Jeremiah Matthew Twomey (15 August 1847 – 1 November 1921) was a Member of the New Zealand Legislative Council. He was widely known in New Zealand as a journalist.

==Early life==
Twomey was born in 1847 at Inchee Farm, County Kerry, Ireland. He worked at General Post Office in Cork from age 18 until he resigned for emigration to New Zealand in 1874. Before leaving Ireland, Twomey was an occasional contributor to the press and magazines.

==Life in New Zealand==
Soon after his arrival in the colony, Twomey joined the staff of the Wellington Tribune, owned and edited by W. Hutchison. Subsequently, he was employed on the Wellington Chronicle, The Evening Post, The Wanganui Herald, The Timaru Herald, and The Press in Christchurch. He purchased the Temuka Leader in 1881 and founded the Geraldine Guardian in 1883. He retired as a newspaper proprietor in 1914, but continued with occasional contributions to The Press.

He married Mary Teresa, eldest daughter of Christopher Hughos, of Melbourne, in 1882, and they had four sons and four daughters.

==Political career==
In the 1884 general election, he contested the Gladstone electorate, but was defeated by the incumbent, James Sutter. He advocated a state bank, cheap money for farmers, protection of local industries, the acquisition of large estates for close settlement, working men's homes, etc. In the 1887 general election, he again contested the same constituency with Arthur Rhodes, but was defeated by 63 votes. His address on the development of the industries of the colony attracted a great deal of attention, more especially in Otago, where it was reprinted and distributed in tens of thousands for electioneering purposes. It was also published in several weekly papers and largely quoted by some of the daily papers. In the 1890 general election, he contested the Timaru electorate; five candidates stood, the incumbent William Hall-Jones got re-elected, and Twomey came third.

Twomey was a firm believer in party government, and had a great objection to more than one candidate of a party standing for a seat. For this reason he has stood aside for others on various occasions. In 1896 a section of the Liberal Party in Christchurch invited him to stand for the city, but owing to the way in which the party was split up, he declined the invitation.

Twomey was appointed to the Legislative Council on 18 June 1898, in recognition of his services to the Liberal Party. He served for one term of seven years until 18 June 1905.

Twomey died on 1 November 1921 at his home in Temuka. He had been in poor health for the last three years.

Dataset entries

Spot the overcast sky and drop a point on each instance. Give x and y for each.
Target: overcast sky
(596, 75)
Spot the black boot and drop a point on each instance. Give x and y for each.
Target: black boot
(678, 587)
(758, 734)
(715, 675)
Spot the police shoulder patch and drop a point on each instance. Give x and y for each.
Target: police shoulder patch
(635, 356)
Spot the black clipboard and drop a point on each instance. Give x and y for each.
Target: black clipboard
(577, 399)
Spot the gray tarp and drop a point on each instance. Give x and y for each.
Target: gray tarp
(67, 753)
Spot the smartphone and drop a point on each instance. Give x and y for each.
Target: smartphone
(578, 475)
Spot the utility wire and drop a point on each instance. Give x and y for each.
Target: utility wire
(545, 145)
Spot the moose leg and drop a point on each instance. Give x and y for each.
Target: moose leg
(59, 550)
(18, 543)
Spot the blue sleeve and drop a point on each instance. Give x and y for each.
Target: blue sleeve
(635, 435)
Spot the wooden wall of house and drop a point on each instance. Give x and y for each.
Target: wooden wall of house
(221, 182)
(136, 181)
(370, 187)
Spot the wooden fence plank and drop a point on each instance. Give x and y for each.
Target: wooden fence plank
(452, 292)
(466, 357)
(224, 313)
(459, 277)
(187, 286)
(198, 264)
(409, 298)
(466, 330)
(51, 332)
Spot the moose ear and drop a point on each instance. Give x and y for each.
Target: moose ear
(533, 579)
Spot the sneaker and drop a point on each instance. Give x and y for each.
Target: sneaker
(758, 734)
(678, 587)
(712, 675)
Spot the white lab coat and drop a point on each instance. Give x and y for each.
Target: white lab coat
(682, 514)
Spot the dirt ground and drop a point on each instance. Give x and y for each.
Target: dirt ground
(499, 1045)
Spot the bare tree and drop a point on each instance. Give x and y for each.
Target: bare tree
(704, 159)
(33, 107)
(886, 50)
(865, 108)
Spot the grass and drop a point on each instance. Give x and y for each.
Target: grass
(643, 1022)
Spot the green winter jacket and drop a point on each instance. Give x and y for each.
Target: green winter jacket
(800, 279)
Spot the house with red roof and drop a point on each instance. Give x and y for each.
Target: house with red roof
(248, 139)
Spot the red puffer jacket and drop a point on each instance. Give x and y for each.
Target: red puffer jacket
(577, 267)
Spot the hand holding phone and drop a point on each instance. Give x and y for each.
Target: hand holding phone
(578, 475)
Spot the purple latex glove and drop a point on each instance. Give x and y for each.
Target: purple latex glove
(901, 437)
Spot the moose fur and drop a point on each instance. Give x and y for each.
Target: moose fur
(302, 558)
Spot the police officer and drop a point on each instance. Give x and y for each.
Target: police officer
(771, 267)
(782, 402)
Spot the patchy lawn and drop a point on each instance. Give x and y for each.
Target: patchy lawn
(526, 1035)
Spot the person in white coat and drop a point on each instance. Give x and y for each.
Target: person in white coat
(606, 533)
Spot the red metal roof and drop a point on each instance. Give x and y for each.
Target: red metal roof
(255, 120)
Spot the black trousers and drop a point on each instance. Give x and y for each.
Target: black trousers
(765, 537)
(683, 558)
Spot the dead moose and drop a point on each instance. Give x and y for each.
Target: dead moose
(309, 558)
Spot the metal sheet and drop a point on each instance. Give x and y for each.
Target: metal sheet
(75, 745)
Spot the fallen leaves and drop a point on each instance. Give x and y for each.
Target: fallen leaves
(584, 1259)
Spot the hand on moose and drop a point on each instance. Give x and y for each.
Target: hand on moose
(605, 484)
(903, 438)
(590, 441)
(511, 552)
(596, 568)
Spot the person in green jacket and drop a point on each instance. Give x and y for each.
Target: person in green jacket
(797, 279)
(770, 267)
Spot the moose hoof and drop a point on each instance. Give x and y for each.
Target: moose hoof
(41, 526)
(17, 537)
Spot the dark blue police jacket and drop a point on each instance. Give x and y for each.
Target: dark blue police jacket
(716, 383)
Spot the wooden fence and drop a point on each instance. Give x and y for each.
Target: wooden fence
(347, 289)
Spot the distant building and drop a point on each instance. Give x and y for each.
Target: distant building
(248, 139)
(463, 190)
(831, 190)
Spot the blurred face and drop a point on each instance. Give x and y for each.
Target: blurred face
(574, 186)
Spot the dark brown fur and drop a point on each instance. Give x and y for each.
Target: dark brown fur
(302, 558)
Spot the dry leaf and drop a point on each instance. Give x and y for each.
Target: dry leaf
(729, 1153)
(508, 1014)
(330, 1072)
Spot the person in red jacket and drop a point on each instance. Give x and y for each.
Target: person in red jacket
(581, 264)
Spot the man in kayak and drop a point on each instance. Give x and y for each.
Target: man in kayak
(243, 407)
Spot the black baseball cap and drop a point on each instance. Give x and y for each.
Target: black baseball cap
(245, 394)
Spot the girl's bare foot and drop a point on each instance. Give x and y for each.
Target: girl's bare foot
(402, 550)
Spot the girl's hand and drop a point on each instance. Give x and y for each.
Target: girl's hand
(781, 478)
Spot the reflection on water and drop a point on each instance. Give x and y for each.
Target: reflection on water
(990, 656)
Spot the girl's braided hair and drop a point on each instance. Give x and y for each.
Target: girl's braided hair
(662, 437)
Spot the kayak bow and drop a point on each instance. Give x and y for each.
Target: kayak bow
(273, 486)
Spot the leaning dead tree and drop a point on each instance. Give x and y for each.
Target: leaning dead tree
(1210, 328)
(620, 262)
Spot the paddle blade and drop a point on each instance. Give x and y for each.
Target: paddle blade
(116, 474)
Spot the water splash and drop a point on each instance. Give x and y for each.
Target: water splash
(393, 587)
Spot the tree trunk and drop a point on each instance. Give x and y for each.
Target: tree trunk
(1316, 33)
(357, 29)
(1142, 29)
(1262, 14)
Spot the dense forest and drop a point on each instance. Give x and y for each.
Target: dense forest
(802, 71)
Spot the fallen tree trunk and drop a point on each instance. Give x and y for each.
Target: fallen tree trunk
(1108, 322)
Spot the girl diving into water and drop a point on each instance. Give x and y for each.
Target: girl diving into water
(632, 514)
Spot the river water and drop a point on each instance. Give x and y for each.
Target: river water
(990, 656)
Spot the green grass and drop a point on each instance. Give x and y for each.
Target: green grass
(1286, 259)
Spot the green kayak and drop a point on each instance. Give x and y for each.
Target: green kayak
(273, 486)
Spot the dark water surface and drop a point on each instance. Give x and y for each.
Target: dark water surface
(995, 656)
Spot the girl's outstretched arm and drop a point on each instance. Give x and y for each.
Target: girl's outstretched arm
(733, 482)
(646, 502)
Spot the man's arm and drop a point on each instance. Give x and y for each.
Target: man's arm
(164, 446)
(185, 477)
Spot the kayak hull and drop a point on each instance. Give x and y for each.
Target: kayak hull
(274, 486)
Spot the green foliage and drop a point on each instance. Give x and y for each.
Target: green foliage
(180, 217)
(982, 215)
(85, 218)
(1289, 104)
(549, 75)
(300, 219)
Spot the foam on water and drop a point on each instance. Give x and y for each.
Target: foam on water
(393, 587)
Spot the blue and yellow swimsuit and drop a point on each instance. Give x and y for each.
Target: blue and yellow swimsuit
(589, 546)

The problem
Rewrite the Jeremiah Matthew Twomey biography from "Twomey was a firm" to "declined the invitation.", putting "a strong objection" in place of "a great objection".

Solved problem
Twomey was a firm believer in party government, and had a strong objection to more than one candidate of a party standing for a seat. For this reason he has stood aside for others on various occasions. In 1896 a section of the Liberal Party in Christchurch invited him to stand for the city, but owing to the way in which the party was split up, he declined the invitation.